- Task -
Select every line in the records that contains the word "midi", and copy each one. Case counts, so match the capitalization exactly.
--- start Records provided ---
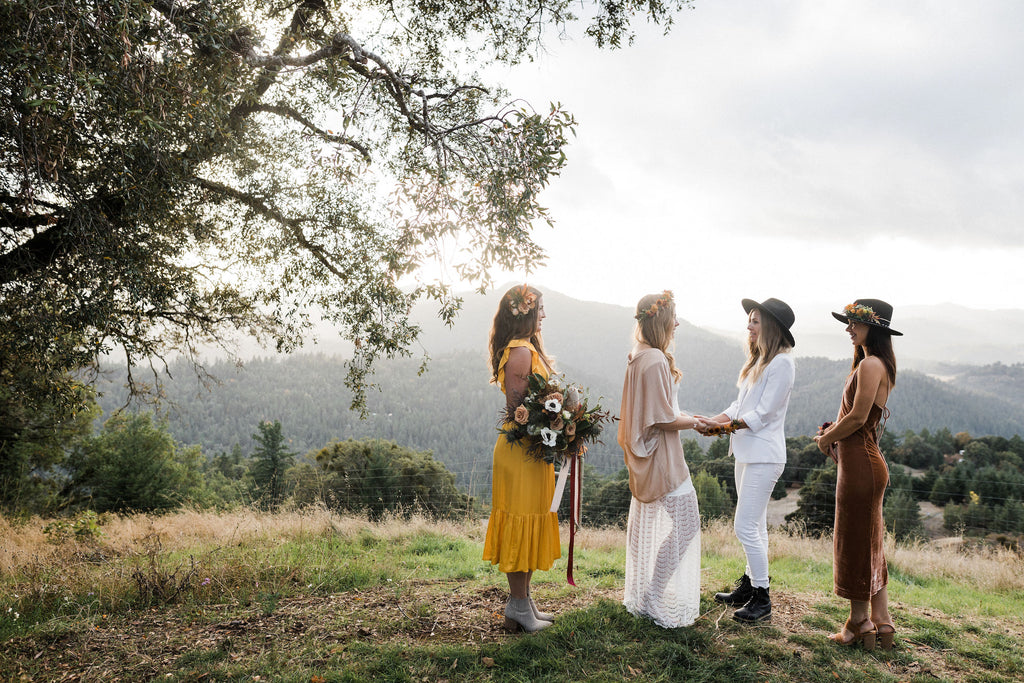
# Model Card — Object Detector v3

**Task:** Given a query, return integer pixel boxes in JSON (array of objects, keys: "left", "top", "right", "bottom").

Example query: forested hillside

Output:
[{"left": 94, "top": 352, "right": 1024, "bottom": 494}]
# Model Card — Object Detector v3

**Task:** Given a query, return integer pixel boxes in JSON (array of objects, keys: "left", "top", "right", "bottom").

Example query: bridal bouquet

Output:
[
  {"left": 499, "top": 373, "right": 617, "bottom": 464},
  {"left": 702, "top": 422, "right": 736, "bottom": 438}
]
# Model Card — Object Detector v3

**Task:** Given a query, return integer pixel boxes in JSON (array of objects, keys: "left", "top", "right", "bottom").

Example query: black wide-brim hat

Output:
[
  {"left": 742, "top": 298, "right": 797, "bottom": 347},
  {"left": 833, "top": 299, "right": 903, "bottom": 337}
]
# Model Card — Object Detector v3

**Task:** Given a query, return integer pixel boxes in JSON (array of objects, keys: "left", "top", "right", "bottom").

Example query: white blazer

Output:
[{"left": 725, "top": 353, "right": 796, "bottom": 463}]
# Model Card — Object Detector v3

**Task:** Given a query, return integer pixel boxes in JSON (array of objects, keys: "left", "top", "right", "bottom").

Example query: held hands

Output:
[
  {"left": 693, "top": 415, "right": 709, "bottom": 435},
  {"left": 693, "top": 415, "right": 737, "bottom": 436}
]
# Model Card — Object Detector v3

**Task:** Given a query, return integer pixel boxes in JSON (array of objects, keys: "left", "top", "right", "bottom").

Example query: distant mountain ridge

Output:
[{"left": 99, "top": 292, "right": 1024, "bottom": 490}]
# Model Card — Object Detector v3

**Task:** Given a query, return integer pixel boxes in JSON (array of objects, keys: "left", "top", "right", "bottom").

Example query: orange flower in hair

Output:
[
  {"left": 509, "top": 285, "right": 537, "bottom": 317},
  {"left": 634, "top": 290, "right": 673, "bottom": 322}
]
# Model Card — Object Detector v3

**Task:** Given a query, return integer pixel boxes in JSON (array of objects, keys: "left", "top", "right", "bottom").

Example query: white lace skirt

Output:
[{"left": 623, "top": 479, "right": 700, "bottom": 629}]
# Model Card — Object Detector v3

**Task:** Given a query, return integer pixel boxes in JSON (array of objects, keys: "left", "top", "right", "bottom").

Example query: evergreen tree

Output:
[
  {"left": 251, "top": 420, "right": 295, "bottom": 510},
  {"left": 292, "top": 439, "right": 473, "bottom": 519},
  {"left": 785, "top": 460, "right": 839, "bottom": 536},
  {"left": 693, "top": 472, "right": 735, "bottom": 522},
  {"left": 882, "top": 488, "right": 925, "bottom": 541},
  {"left": 65, "top": 413, "right": 200, "bottom": 512}
]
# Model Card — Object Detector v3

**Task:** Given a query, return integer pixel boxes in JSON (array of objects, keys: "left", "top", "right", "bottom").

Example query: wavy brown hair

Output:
[
  {"left": 487, "top": 285, "right": 554, "bottom": 384},
  {"left": 850, "top": 321, "right": 896, "bottom": 388},
  {"left": 736, "top": 306, "right": 793, "bottom": 386},
  {"left": 633, "top": 293, "right": 683, "bottom": 382}
]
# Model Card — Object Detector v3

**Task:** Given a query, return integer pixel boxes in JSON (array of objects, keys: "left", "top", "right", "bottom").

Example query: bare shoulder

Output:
[
  {"left": 857, "top": 355, "right": 886, "bottom": 381},
  {"left": 509, "top": 346, "right": 530, "bottom": 360},
  {"left": 506, "top": 346, "right": 531, "bottom": 368}
]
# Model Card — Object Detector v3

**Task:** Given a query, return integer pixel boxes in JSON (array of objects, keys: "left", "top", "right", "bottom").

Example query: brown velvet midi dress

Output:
[{"left": 833, "top": 372, "right": 889, "bottom": 600}]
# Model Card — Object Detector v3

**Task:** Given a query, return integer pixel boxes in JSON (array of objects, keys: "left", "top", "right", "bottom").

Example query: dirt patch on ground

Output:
[{"left": 4, "top": 581, "right": 1007, "bottom": 681}]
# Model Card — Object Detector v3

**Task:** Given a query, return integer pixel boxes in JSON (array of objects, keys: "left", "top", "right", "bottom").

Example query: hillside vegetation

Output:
[{"left": 0, "top": 509, "right": 1024, "bottom": 683}]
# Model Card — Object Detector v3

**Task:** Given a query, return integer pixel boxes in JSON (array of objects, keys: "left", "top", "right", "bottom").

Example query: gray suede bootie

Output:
[
  {"left": 505, "top": 597, "right": 551, "bottom": 633},
  {"left": 529, "top": 594, "right": 555, "bottom": 623}
]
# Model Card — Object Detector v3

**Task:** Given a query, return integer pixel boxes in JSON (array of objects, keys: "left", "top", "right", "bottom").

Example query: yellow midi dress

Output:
[{"left": 483, "top": 339, "right": 562, "bottom": 573}]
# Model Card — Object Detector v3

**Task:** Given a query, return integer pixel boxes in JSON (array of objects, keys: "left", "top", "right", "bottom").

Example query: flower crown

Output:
[
  {"left": 509, "top": 285, "right": 537, "bottom": 317},
  {"left": 843, "top": 302, "right": 882, "bottom": 325},
  {"left": 633, "top": 290, "right": 672, "bottom": 323}
]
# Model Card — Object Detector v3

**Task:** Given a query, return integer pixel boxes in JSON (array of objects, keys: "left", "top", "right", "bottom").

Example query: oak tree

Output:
[{"left": 0, "top": 0, "right": 689, "bottom": 421}]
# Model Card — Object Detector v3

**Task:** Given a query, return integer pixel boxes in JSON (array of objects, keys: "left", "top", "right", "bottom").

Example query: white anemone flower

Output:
[{"left": 544, "top": 398, "right": 562, "bottom": 413}]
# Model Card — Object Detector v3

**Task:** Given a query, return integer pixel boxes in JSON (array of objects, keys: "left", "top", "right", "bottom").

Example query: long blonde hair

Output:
[
  {"left": 736, "top": 307, "right": 793, "bottom": 387},
  {"left": 487, "top": 285, "right": 554, "bottom": 384},
  {"left": 633, "top": 293, "right": 683, "bottom": 382}
]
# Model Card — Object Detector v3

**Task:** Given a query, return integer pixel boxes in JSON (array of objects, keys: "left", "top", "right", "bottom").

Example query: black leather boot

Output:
[
  {"left": 715, "top": 573, "right": 754, "bottom": 605},
  {"left": 732, "top": 588, "right": 771, "bottom": 624}
]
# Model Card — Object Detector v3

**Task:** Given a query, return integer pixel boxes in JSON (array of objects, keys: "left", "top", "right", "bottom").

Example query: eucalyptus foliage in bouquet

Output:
[{"left": 499, "top": 373, "right": 617, "bottom": 464}]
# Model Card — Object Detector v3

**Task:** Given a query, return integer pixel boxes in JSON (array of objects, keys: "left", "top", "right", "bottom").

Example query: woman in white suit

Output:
[{"left": 695, "top": 299, "right": 796, "bottom": 623}]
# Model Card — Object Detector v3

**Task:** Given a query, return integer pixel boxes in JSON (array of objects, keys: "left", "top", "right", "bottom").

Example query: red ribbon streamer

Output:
[{"left": 565, "top": 450, "right": 586, "bottom": 586}]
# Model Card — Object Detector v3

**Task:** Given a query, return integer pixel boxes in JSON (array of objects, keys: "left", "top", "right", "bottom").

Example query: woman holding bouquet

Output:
[
  {"left": 696, "top": 299, "right": 796, "bottom": 623},
  {"left": 617, "top": 291, "right": 700, "bottom": 629},
  {"left": 814, "top": 299, "right": 902, "bottom": 650},
  {"left": 483, "top": 285, "right": 562, "bottom": 632}
]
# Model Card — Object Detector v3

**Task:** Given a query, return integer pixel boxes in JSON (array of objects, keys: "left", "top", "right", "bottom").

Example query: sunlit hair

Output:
[
  {"left": 487, "top": 285, "right": 554, "bottom": 384},
  {"left": 736, "top": 308, "right": 793, "bottom": 387},
  {"left": 850, "top": 321, "right": 896, "bottom": 388},
  {"left": 633, "top": 294, "right": 683, "bottom": 382}
]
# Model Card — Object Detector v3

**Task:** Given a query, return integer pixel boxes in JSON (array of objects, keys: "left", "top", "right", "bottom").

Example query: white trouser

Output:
[{"left": 733, "top": 462, "right": 785, "bottom": 588}]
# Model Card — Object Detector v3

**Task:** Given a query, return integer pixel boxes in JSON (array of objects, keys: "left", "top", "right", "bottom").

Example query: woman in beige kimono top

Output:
[{"left": 618, "top": 291, "right": 700, "bottom": 629}]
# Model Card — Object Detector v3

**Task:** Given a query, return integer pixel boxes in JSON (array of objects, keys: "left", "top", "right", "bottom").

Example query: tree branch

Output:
[
  {"left": 234, "top": 104, "right": 372, "bottom": 163},
  {"left": 195, "top": 178, "right": 348, "bottom": 281}
]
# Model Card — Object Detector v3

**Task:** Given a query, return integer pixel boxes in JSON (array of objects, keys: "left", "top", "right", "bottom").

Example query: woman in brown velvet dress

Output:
[{"left": 815, "top": 299, "right": 902, "bottom": 650}]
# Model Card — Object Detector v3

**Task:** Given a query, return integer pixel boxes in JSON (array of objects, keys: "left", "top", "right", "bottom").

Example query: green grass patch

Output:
[{"left": 0, "top": 522, "right": 1024, "bottom": 683}]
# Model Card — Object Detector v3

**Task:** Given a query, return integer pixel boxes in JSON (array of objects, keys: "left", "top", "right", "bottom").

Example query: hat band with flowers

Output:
[
  {"left": 843, "top": 303, "right": 889, "bottom": 328},
  {"left": 633, "top": 290, "right": 673, "bottom": 323},
  {"left": 833, "top": 299, "right": 903, "bottom": 336},
  {"left": 508, "top": 285, "right": 537, "bottom": 317}
]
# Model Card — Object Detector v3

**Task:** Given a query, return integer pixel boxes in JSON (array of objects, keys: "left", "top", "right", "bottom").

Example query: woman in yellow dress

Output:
[{"left": 483, "top": 285, "right": 562, "bottom": 632}]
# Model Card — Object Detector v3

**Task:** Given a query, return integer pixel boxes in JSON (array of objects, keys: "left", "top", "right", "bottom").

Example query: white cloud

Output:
[{"left": 477, "top": 0, "right": 1024, "bottom": 325}]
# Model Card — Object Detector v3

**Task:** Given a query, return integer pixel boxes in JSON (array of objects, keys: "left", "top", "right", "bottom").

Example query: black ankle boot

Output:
[
  {"left": 715, "top": 573, "right": 754, "bottom": 605},
  {"left": 732, "top": 588, "right": 771, "bottom": 623}
]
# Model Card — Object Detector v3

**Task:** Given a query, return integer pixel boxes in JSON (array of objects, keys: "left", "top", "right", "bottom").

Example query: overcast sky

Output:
[{"left": 479, "top": 0, "right": 1024, "bottom": 328}]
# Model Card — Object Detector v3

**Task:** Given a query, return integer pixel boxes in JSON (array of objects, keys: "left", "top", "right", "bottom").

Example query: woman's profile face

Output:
[
  {"left": 665, "top": 307, "right": 679, "bottom": 339},
  {"left": 846, "top": 321, "right": 867, "bottom": 346},
  {"left": 746, "top": 308, "right": 761, "bottom": 343}
]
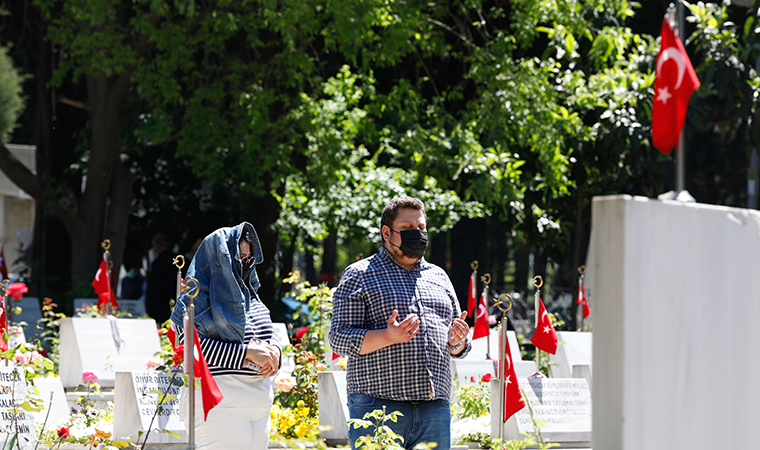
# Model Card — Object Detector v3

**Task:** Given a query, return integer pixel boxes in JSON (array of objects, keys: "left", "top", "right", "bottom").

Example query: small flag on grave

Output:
[
  {"left": 472, "top": 288, "right": 491, "bottom": 340},
  {"left": 530, "top": 299, "right": 558, "bottom": 355},
  {"left": 578, "top": 277, "right": 591, "bottom": 319}
]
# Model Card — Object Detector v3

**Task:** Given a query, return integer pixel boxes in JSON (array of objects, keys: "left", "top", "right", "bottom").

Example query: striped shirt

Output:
[
  {"left": 177, "top": 298, "right": 282, "bottom": 377},
  {"left": 329, "top": 247, "right": 472, "bottom": 401}
]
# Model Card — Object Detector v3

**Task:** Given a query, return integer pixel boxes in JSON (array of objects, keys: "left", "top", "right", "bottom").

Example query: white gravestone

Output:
[
  {"left": 0, "top": 367, "right": 36, "bottom": 450},
  {"left": 32, "top": 377, "right": 71, "bottom": 424},
  {"left": 586, "top": 195, "right": 760, "bottom": 450},
  {"left": 317, "top": 371, "right": 350, "bottom": 445},
  {"left": 491, "top": 377, "right": 591, "bottom": 447},
  {"left": 549, "top": 331, "right": 593, "bottom": 378},
  {"left": 272, "top": 322, "right": 296, "bottom": 375},
  {"left": 74, "top": 298, "right": 145, "bottom": 319},
  {"left": 60, "top": 317, "right": 161, "bottom": 387},
  {"left": 113, "top": 371, "right": 189, "bottom": 444}
]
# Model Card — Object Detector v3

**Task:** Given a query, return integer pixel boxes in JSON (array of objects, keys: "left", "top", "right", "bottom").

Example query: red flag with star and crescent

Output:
[
  {"left": 652, "top": 17, "right": 699, "bottom": 155},
  {"left": 92, "top": 254, "right": 119, "bottom": 308},
  {"left": 500, "top": 326, "right": 525, "bottom": 423},
  {"left": 467, "top": 270, "right": 478, "bottom": 317},
  {"left": 472, "top": 289, "right": 491, "bottom": 340},
  {"left": 578, "top": 278, "right": 591, "bottom": 319},
  {"left": 0, "top": 248, "right": 8, "bottom": 280},
  {"left": 166, "top": 325, "right": 224, "bottom": 421},
  {"left": 530, "top": 299, "right": 559, "bottom": 355}
]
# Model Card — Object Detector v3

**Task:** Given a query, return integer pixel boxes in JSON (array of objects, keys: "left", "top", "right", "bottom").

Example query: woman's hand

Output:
[{"left": 245, "top": 341, "right": 280, "bottom": 377}]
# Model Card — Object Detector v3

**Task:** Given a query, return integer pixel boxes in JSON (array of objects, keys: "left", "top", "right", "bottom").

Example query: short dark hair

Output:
[{"left": 380, "top": 196, "right": 427, "bottom": 240}]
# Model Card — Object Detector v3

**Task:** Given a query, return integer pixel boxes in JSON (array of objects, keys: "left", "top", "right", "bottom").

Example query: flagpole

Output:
[
  {"left": 480, "top": 273, "right": 491, "bottom": 359},
  {"left": 676, "top": 0, "right": 686, "bottom": 196},
  {"left": 182, "top": 278, "right": 200, "bottom": 448},
  {"left": 495, "top": 294, "right": 512, "bottom": 442},
  {"left": 533, "top": 275, "right": 544, "bottom": 373},
  {"left": 172, "top": 255, "right": 185, "bottom": 347},
  {"left": 100, "top": 239, "right": 115, "bottom": 317}
]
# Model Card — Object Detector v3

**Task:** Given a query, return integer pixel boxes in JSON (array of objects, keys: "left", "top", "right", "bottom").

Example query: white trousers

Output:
[{"left": 189, "top": 375, "right": 274, "bottom": 450}]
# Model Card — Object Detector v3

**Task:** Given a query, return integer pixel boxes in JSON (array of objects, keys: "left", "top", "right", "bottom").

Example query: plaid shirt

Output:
[{"left": 330, "top": 247, "right": 472, "bottom": 401}]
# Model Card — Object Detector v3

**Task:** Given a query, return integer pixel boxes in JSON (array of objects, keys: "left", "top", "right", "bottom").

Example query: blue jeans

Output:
[{"left": 348, "top": 394, "right": 451, "bottom": 450}]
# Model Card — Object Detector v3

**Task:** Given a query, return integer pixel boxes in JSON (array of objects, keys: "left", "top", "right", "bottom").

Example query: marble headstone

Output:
[
  {"left": 60, "top": 317, "right": 161, "bottom": 388},
  {"left": 491, "top": 377, "right": 591, "bottom": 447},
  {"left": 113, "top": 371, "right": 188, "bottom": 444},
  {"left": 549, "top": 331, "right": 593, "bottom": 378},
  {"left": 317, "top": 371, "right": 350, "bottom": 445}
]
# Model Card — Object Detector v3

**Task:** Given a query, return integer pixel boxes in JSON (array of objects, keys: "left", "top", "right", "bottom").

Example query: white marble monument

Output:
[
  {"left": 587, "top": 195, "right": 760, "bottom": 450},
  {"left": 60, "top": 317, "right": 161, "bottom": 388}
]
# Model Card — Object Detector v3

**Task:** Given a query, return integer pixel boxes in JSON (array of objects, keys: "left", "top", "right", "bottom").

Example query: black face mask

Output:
[{"left": 388, "top": 227, "right": 427, "bottom": 256}]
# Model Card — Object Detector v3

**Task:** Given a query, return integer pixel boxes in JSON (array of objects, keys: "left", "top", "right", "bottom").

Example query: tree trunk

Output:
[
  {"left": 319, "top": 231, "right": 338, "bottom": 287},
  {"left": 249, "top": 190, "right": 281, "bottom": 321}
]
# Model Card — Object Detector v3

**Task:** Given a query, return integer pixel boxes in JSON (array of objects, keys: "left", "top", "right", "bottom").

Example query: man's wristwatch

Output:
[{"left": 447, "top": 341, "right": 464, "bottom": 353}]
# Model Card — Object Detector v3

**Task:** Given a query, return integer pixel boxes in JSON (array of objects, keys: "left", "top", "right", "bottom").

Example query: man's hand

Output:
[
  {"left": 245, "top": 341, "right": 280, "bottom": 377},
  {"left": 385, "top": 309, "right": 420, "bottom": 344},
  {"left": 449, "top": 311, "right": 470, "bottom": 347}
]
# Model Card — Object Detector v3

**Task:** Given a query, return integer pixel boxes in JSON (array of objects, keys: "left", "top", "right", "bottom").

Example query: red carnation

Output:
[
  {"left": 5, "top": 283, "right": 29, "bottom": 300},
  {"left": 296, "top": 327, "right": 309, "bottom": 342}
]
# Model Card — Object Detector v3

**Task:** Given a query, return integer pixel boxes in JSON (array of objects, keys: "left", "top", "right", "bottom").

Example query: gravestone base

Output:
[{"left": 317, "top": 371, "right": 350, "bottom": 445}]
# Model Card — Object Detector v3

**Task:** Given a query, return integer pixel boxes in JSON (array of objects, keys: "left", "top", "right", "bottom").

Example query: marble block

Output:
[
  {"left": 32, "top": 377, "right": 71, "bottom": 424},
  {"left": 60, "top": 317, "right": 161, "bottom": 388},
  {"left": 586, "top": 195, "right": 760, "bottom": 450},
  {"left": 272, "top": 322, "right": 296, "bottom": 374},
  {"left": 113, "top": 371, "right": 189, "bottom": 444},
  {"left": 549, "top": 331, "right": 593, "bottom": 378},
  {"left": 317, "top": 371, "right": 350, "bottom": 445},
  {"left": 464, "top": 327, "right": 522, "bottom": 361},
  {"left": 491, "top": 377, "right": 591, "bottom": 448}
]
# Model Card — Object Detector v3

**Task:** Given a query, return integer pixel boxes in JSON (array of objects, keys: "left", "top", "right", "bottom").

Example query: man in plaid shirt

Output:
[{"left": 330, "top": 197, "right": 471, "bottom": 450}]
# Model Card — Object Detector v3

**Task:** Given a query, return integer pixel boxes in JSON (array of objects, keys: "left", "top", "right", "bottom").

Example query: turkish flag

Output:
[
  {"left": 0, "top": 297, "right": 8, "bottom": 352},
  {"left": 501, "top": 330, "right": 525, "bottom": 423},
  {"left": 472, "top": 289, "right": 491, "bottom": 340},
  {"left": 578, "top": 278, "right": 591, "bottom": 319},
  {"left": 92, "top": 255, "right": 119, "bottom": 308},
  {"left": 467, "top": 270, "right": 478, "bottom": 317},
  {"left": 530, "top": 299, "right": 558, "bottom": 355},
  {"left": 652, "top": 18, "right": 699, "bottom": 155},
  {"left": 166, "top": 325, "right": 224, "bottom": 420},
  {"left": 0, "top": 249, "right": 8, "bottom": 280}
]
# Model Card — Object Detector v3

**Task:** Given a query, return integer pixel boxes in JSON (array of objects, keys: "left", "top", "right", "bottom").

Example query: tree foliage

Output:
[{"left": 0, "top": 47, "right": 24, "bottom": 143}]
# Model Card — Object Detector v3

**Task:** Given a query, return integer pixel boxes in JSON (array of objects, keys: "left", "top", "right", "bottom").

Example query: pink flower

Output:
[
  {"left": 5, "top": 283, "right": 29, "bottom": 300},
  {"left": 82, "top": 370, "right": 100, "bottom": 384},
  {"left": 13, "top": 352, "right": 31, "bottom": 365},
  {"left": 296, "top": 327, "right": 309, "bottom": 342},
  {"left": 274, "top": 375, "right": 296, "bottom": 392}
]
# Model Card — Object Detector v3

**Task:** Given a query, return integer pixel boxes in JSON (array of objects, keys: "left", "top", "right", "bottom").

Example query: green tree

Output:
[{"left": 0, "top": 47, "right": 24, "bottom": 143}]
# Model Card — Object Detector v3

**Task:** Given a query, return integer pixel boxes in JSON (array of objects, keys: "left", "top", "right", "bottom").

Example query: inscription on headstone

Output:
[
  {"left": 114, "top": 371, "right": 187, "bottom": 444},
  {"left": 0, "top": 368, "right": 35, "bottom": 449},
  {"left": 132, "top": 372, "right": 185, "bottom": 430},
  {"left": 491, "top": 378, "right": 591, "bottom": 443}
]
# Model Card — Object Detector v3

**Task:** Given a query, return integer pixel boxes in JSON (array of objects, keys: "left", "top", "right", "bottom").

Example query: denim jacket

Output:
[{"left": 172, "top": 222, "right": 264, "bottom": 342}]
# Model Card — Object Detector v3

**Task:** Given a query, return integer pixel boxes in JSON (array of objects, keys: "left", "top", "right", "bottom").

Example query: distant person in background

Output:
[{"left": 145, "top": 233, "right": 177, "bottom": 324}]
--- end Records provided ---
- Exercise answer -
Example query: brown velvet midi dress
Example query: yellow midi dress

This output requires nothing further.